-- WHAT THE EXERCISE ASKS --
Answer these questions from the text about Jane below:
(a) What did Jane drink at her 100th birthday party?
(b) Where was Jane living when she formed a bridge group?
(c) What did her father run in Springfield, Mass.?

-- EXTRACT --
+--
Like her husband Ferg, Jane was both generous and frugal. She was an enthusiastic shopper who never saw a sale rack she didn’t want to peruse. She taught her daughters never to waste food, to reuse aluminum foil and Ziploc bags, and how to best navigate Filene’s Basement. She loved Liberty print blouses, Talbots, hot fudge sundaes, and scotch on the rocks, which she drank at her 100th birthday party. 

She was an eager host who always made guests feel at home, with warm blankets on the beds, food in the kitchen, and things to do. She was also an avid card player, forming a bridge group while living at the Gables at East Mountain and easily beating much younger family members at rummy. 

Born “across the river” in Hanover, N.H., on November 8, 1923, Jane spent her early years in Springfield, Mass., where her father ran a children’s clothing factory. When he lost the factory in the Depression, the family moved to the family home in Cabot.
+--
Stored items:
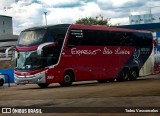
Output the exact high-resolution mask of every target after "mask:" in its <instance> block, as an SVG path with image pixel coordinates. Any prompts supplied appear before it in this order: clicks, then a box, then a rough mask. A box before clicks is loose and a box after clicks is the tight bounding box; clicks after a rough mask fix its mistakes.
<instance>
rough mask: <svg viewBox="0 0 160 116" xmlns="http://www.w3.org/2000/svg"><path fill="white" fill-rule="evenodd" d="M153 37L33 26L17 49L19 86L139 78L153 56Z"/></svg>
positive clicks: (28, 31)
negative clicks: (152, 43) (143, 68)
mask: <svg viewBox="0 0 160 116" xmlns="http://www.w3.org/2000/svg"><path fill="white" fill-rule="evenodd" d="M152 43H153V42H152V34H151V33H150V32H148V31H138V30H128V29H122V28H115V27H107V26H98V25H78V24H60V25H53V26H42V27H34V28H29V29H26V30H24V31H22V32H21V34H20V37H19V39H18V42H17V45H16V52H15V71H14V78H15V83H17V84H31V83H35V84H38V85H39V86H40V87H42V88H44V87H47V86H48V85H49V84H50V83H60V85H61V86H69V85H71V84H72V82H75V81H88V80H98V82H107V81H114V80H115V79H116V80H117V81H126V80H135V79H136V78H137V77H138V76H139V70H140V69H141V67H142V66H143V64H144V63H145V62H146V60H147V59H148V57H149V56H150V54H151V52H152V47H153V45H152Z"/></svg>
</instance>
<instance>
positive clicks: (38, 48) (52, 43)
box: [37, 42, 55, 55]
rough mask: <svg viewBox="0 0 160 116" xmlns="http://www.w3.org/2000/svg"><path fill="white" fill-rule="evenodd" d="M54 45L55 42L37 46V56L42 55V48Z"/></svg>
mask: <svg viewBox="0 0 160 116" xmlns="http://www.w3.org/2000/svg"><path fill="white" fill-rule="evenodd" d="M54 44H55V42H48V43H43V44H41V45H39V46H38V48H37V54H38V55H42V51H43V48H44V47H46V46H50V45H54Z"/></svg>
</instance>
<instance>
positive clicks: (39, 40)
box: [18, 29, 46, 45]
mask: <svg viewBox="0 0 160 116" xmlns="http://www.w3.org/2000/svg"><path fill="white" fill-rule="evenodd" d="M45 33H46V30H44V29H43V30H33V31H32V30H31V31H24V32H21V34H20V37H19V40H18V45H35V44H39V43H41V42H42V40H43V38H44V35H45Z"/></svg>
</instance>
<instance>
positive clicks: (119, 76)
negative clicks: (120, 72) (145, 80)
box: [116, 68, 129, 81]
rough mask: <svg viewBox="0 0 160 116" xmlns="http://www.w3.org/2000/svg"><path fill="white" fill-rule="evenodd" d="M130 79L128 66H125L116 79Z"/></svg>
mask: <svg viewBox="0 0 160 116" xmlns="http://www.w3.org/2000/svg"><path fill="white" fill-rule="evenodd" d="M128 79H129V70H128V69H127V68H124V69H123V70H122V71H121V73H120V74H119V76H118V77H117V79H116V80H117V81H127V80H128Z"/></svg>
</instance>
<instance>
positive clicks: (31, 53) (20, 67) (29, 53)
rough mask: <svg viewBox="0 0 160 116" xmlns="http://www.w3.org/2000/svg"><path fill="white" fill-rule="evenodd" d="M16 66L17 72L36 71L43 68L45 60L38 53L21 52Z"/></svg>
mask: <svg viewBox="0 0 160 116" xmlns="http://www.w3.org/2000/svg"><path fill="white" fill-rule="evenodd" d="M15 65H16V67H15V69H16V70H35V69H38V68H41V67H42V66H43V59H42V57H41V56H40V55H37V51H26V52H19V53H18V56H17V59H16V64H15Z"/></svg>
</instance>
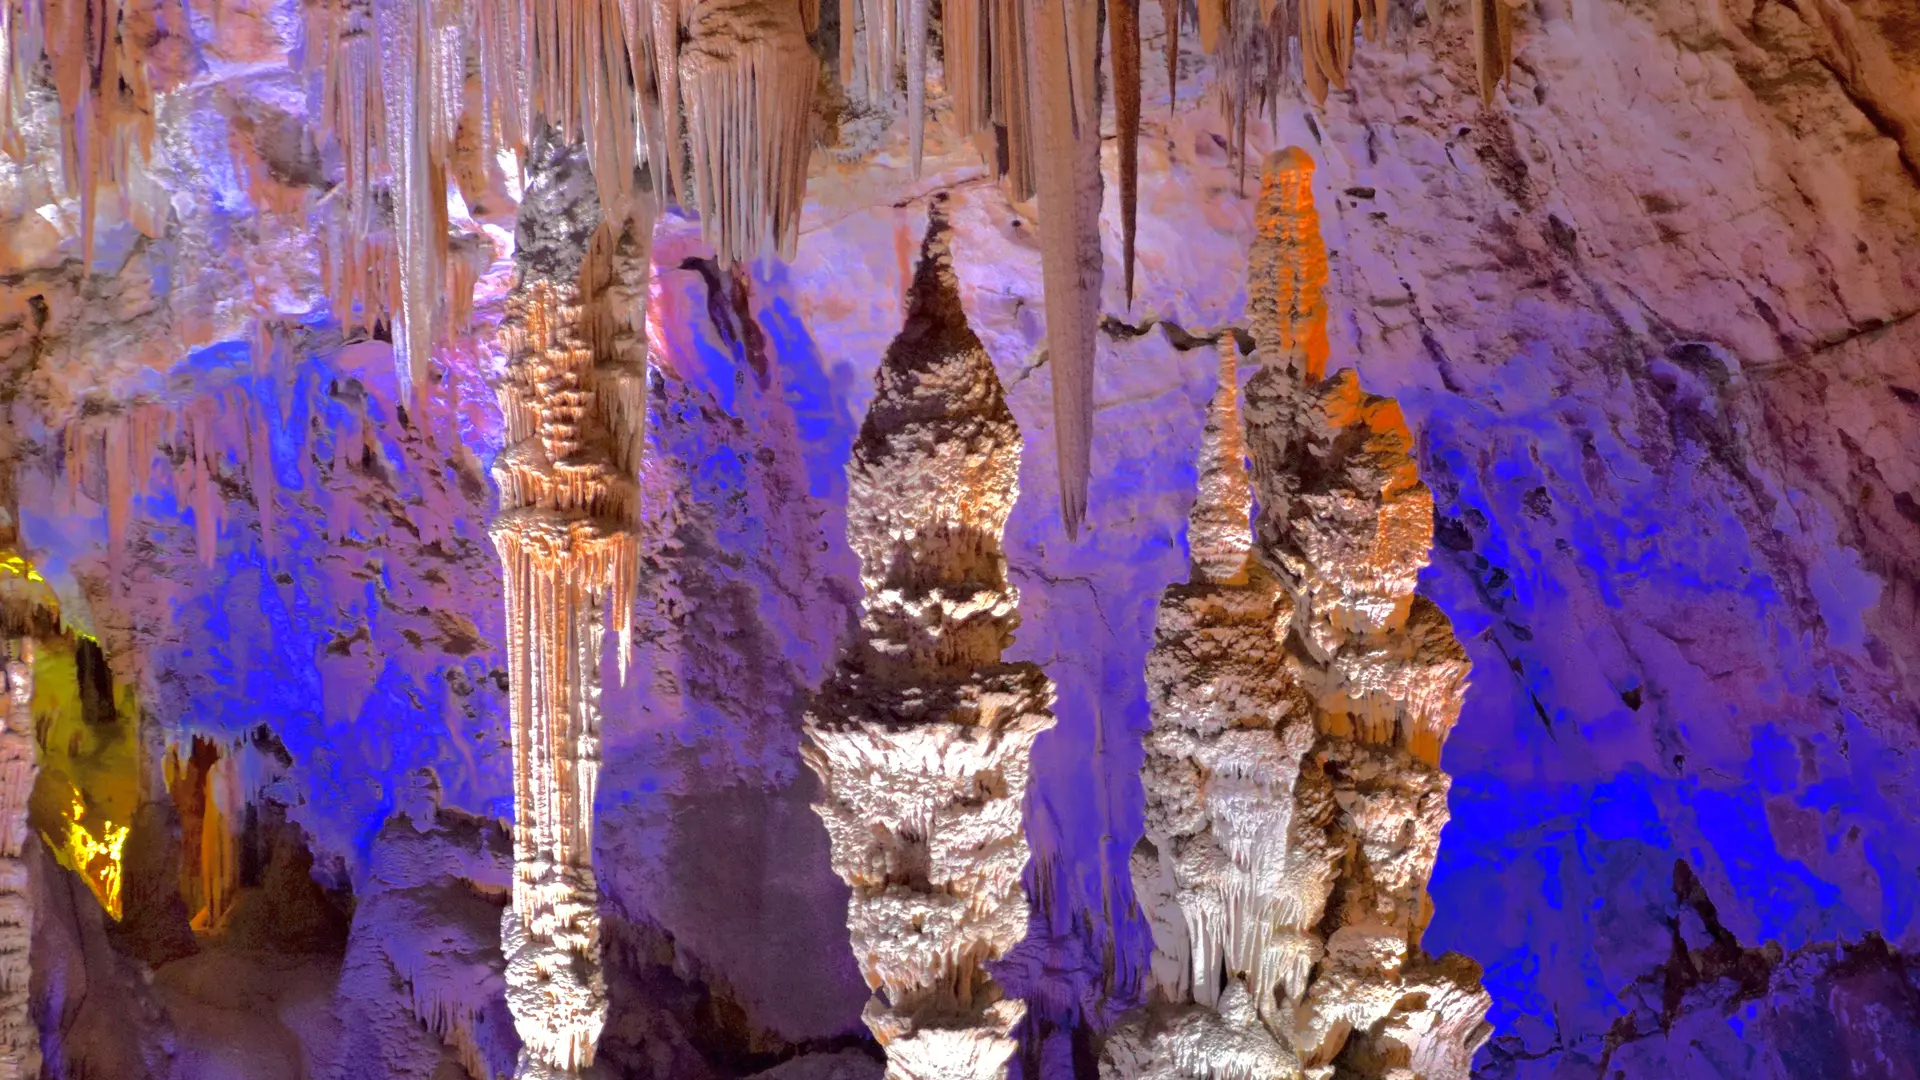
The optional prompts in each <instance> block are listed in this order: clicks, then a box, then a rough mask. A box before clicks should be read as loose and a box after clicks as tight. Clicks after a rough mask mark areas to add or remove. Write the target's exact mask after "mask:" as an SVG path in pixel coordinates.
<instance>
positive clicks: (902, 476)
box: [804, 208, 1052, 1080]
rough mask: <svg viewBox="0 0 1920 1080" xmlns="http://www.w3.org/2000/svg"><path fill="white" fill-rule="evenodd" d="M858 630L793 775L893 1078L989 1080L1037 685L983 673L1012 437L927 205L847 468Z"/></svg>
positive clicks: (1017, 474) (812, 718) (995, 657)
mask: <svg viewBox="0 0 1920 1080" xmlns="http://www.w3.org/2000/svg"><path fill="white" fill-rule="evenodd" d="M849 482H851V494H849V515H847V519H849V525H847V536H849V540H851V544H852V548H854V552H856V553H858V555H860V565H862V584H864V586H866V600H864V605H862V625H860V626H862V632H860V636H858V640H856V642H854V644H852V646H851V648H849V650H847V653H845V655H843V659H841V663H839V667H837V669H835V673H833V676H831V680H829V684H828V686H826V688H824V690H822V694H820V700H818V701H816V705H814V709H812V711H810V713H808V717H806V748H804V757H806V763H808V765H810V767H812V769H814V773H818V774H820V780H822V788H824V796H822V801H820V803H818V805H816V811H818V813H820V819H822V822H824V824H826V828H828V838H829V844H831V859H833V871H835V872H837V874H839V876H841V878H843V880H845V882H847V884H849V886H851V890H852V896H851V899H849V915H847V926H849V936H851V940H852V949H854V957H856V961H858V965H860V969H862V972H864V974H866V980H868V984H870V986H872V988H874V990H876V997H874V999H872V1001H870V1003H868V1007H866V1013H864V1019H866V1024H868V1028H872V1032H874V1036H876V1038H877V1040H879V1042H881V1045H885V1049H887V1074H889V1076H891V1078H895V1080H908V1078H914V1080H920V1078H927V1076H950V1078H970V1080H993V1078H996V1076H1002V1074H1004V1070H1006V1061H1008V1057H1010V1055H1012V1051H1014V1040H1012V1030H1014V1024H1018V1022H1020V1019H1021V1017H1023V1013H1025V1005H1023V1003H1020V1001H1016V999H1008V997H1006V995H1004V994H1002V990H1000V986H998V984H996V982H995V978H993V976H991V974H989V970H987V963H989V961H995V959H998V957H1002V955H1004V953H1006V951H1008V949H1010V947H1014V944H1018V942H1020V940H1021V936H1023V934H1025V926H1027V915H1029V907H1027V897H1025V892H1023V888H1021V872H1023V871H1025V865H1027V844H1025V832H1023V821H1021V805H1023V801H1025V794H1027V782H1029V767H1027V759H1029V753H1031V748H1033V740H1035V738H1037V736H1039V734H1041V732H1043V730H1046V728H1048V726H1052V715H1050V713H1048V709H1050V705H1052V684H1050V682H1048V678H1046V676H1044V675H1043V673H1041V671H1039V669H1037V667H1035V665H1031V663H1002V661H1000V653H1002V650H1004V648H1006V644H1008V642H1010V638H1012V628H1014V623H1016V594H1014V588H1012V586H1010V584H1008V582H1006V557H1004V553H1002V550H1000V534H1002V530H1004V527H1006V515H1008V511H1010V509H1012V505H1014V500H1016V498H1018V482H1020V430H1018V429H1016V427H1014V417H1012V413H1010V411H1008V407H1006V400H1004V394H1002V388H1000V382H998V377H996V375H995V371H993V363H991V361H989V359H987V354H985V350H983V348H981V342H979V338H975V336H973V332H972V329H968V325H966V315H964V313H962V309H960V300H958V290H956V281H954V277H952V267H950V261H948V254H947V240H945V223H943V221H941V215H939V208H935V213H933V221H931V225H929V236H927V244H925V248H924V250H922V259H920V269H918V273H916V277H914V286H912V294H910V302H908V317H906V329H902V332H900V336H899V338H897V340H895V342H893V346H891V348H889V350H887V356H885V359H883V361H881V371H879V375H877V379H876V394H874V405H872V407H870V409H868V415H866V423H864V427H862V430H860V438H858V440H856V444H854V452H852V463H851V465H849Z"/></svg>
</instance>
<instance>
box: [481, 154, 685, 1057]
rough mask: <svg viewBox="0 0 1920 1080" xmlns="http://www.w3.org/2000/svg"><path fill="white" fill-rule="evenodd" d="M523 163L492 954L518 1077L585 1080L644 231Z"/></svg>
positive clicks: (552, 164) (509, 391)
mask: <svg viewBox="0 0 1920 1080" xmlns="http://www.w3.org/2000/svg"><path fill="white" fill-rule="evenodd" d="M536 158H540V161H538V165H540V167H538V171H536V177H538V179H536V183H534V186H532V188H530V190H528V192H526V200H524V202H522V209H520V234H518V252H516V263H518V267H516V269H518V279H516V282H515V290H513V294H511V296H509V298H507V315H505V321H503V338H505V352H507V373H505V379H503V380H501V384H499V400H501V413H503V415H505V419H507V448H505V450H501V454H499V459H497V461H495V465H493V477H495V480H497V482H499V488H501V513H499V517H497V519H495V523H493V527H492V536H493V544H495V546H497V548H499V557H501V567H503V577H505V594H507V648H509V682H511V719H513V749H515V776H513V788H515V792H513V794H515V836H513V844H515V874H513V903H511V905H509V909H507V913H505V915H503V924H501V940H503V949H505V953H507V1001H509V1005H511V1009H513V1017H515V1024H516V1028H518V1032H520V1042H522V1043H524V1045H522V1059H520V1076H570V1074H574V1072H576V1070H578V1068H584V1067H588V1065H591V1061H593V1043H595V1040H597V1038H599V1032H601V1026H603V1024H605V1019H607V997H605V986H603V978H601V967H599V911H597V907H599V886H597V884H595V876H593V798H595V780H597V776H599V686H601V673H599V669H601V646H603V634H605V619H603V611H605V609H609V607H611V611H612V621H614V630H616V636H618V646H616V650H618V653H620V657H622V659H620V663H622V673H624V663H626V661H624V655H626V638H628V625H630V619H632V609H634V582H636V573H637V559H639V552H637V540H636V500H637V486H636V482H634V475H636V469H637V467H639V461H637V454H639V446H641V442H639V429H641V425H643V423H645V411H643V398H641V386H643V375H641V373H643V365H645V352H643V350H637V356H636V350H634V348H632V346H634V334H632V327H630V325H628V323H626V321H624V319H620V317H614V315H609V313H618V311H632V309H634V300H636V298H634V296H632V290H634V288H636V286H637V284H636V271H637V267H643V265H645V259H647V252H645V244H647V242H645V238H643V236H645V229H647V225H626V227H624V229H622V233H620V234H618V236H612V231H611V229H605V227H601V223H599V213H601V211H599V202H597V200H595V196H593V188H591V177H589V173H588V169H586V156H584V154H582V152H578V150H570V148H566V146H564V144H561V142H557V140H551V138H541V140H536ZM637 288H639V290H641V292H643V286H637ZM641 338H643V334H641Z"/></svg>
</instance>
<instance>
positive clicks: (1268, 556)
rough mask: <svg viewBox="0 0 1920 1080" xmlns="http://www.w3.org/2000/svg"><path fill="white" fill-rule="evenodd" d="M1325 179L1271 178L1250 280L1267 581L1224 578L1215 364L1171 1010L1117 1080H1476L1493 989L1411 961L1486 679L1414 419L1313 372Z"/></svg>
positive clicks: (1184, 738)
+--
-- WRITTEN SOLUTION --
(a) Scotch on the rocks.
(b) At the Gables at East Mountain.
(c) A children's clothing factory.